§ 任务要求 1
引用下方题解中从“Solution Set【2024.1.2】”到“时间复杂度 \(O(n \log n)\)。”的这一段,一字不改。

§ 引文原文
++++++++

Solution Set【2024.1.2】
[SDOI2012] 任务安排 / 任务安排
设 \(f_i\) 表示前 \(i\) 个任务的最小花费,发现转移时需要前一部分分的批数,存在后效性。
考虑在每次分出新的一批任务时计算其对之后所有任务的贡献,有转移:
\[f_i = \min\limits_{j < i}\left\{f_j + st_i \left(sc_i - sc_j\right) + s\left(sc_n - sc_j\right)\right\}
\]
其中 \(st_i = \sum\limits_{j \le i} T_j, sc_i = \sum\limits_{j \le i} C_j\)。
上式可以化简为:
\[f_i = st_i \times sc_i + s \times sc_n + \min\limits_{j < i}\left\{f_j - s \times sc_j - st_i \times sc_j\right\}
\]
斜率优化即可。
注意到每次查询的斜率不存在单调性,在单调栈上二分即可。
时间复杂度 \(O(n \log n)\)。
Code
#include <bits/stdc++.h>
typedef long long valueType;
typedef std::vector<valueType> ValueVector;
typedef std::pair<valueType, valueType> ValuePair;
typedef std::vector<ValuePair> PairVector;
typedef long double realType;
bool CompareLess(ValuePair const &A, ValuePair const &B, ValuePair const &C, ValuePair const &D) {
return (D.second - C.second) * (B.first - A.first) < (B.second - A.second) * (D.first - C.first);
}
bool CompareGreater(ValuePair const &A, ValuePair const &B, ValuePair const &C, ValuePair const &D) {
return (D.second - C.second) * (B.first - A.first) > (B.second - A.second) * (D.first - C.first);
}
template<typename _Compare>
bool Compare(ValuePair const &A, ValuePair const &B, ValuePair const &C, ValuePair const &D, _Compare const &__compare) {
return __compare((D.second - C.second) * (B.first - A.first), (B.second - A.second) * (D.first - C.first));
}
bool CompareLess(ValuePair const &A, ValuePair const &B, ValuePair const &C) {
return CompareLess(A, B, B, C);
}
bool CompareGreater(ValuePair const &A, ValuePair const &B, ValuePair const &C) {
return CompareGreater(A, B, B, C);
}
template<typename _Compare>
bool Compare(ValuePair const &A, ValuePair const &B, ValuePair const &C, _Compare const &__compare) {
return Compare(A, B, B, C, __compare);
}
bool CompareLess(ValuePair const &A, ValuePair const &B, valueType const K) {
return (B.second - A.second) < K * (B.first - A.first);
}
bool CompareGreater(ValuePair const &A, ValuePair const &B, valueType const K) {
return (B.second - A.second) > K * (B.first - A.first);
}
template<typename _Compare>
bool Compare(ValuePair const &A, ValuePair const &B, valueType const K, _Compare const &__compare) {
return __compare(B.second - A.second, K * (B.first - A.first));
}
int main() {
std::ios::sync_with_stdio(false);
std::cin.tie(nullptr);
std::cout.tie(nullptr);
valueType N, S;
std::cin >> N >> S;
ValueVector T(N + 1, 0), C(N + 1, 0);
for (valueType i = 1; i <= N; ++i)

++++++++

§ 所给数据

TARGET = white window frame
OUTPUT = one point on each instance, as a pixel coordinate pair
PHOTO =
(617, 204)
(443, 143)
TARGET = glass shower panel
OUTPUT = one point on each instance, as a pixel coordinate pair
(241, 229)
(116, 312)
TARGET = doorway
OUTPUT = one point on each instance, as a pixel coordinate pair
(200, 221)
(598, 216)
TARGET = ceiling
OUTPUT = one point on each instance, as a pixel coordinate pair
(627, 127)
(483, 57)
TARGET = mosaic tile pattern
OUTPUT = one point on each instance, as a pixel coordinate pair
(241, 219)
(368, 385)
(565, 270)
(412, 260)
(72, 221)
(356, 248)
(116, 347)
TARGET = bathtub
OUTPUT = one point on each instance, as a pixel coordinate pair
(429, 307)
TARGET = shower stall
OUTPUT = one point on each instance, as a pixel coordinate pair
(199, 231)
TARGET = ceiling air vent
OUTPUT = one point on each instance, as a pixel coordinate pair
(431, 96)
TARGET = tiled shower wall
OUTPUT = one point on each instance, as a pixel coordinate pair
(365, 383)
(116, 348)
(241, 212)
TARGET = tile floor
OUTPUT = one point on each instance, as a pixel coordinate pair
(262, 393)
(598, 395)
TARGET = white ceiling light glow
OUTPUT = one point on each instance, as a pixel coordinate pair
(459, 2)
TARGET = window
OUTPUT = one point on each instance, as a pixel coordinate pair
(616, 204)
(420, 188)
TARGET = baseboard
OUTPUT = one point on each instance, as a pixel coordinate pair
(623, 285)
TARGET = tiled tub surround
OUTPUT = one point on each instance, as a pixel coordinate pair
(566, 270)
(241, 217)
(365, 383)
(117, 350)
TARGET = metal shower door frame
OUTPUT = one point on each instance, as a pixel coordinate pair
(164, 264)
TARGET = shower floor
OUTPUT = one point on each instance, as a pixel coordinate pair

++++++++

§ 任务要求 2
打印上方条目中从含“TARGET = bathtub”的那一行到条目最后一行的全部内容,首尾两行都要包括,逐字照录。

§ 输出结果 1
Solution Set【2024.1.2】
[SDOI2012] 任务安排 / 任务安排
设 \(f_i\) 表示前 \(i\) 个任务的最小花费,发现转移时需要前一部分分的批数,存在后效性。
考虑在每次分出新的一批任务时计算其对之后所有任务的贡献,有转移:
\[f_i = \min\limits_{j < i}\left\{f_j + st_i \left(sc_i - sc_j\right) + s\left(sc_n - sc_j\right)\right\}
\]
其中 \(st_i = \sum\limits_{j \le i} T_j, sc_i = \sum\limits_{j \le i} C_j\)。
上式可以化简为:
\[f_i = st_i \times sc_i + s \times sc_n + \min\limits_{j < i}\left\{f_j - s \times sc_j - st_i \times sc_j\right\}
\]
斜率优化即可。
注意到每次查询的斜率不存在单调性,在单调栈上二分即可。
时间复杂度 \(O(n \log n)\)。

§ 输出结果 2
TARGET = bathtub
OUTPUT = one point on each instance, as a pixel coordinate pair
(429, 307)
TARGET = shower stall
OUTPUT = one point on each instance, as a pixel coordinate pair
(199, 231)
TARGET = ceiling air vent
OUTPUT = one point on each instance, as a pixel coordinate pair
(431, 96)
TARGET = tiled shower wall
OUTPUT = one point on each instance, as a pixel coordinate pair
(365, 383)
(116, 348)
(241, 212)
TARGET = tile floor
OUTPUT = one point on each instance, as a pixel coordinate pair
(262, 393)
(598, 395)
TARGET = white ceiling light glow
OUTPUT = one point on each instance, as a pixel coordinate pair
(459, 2)
TARGET = window
OUTPUT = one point on each instance, as a pixel coordinate pair
(616, 204)
(420, 188)
TARGET = baseboard
OUTPUT = one point on each instance, as a pixel coordinate pair
(623, 285)
TARGET = tiled tub surround
OUTPUT = one point on each instance, as a pixel coordinate pair
(566, 270)
(241, 217)
(365, 383)
(117, 350)
TARGET = metal shower door frame
OUTPUT = one point on each instance, as a pixel coordinate pair
(164, 264)
TARGET = shower floor
OUTPUT = one point on each instance, as a pixel coordinate pair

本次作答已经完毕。